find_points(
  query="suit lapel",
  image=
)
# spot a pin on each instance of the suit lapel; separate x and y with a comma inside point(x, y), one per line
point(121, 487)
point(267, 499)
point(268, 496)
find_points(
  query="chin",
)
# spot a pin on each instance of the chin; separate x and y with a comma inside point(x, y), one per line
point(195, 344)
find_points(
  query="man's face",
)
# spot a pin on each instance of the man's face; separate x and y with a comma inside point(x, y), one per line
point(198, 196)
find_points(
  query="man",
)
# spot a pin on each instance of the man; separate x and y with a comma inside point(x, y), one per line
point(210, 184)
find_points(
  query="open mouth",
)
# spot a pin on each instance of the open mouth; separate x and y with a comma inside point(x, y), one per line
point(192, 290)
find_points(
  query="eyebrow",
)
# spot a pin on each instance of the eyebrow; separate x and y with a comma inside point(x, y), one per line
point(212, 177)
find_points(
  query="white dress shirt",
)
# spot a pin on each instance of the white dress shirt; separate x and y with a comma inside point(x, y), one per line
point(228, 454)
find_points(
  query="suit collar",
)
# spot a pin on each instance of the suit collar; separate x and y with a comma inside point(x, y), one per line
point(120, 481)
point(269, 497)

——————

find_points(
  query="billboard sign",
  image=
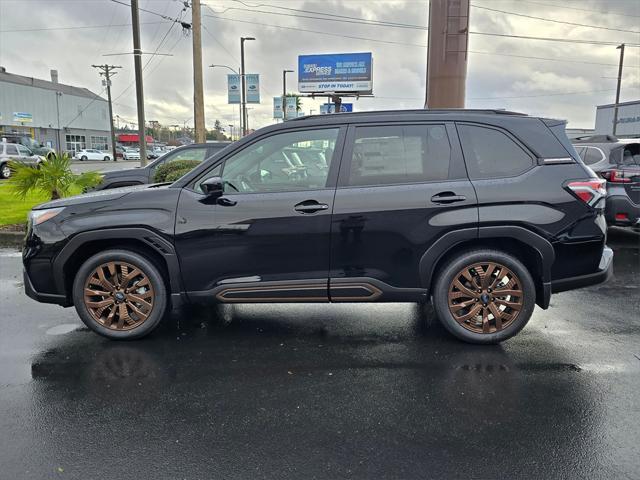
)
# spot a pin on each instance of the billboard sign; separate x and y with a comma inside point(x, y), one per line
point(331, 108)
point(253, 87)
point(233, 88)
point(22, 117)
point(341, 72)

——————

Find each line in the listing above that contains the string "shirt", and copy those lines out in full. Case counts when matching.

**Exercise solution:**
  query="white dress shirt",
# spot a pin on each instance of the white dress shirt; separate x and y with a comma inside point(x, y), one per line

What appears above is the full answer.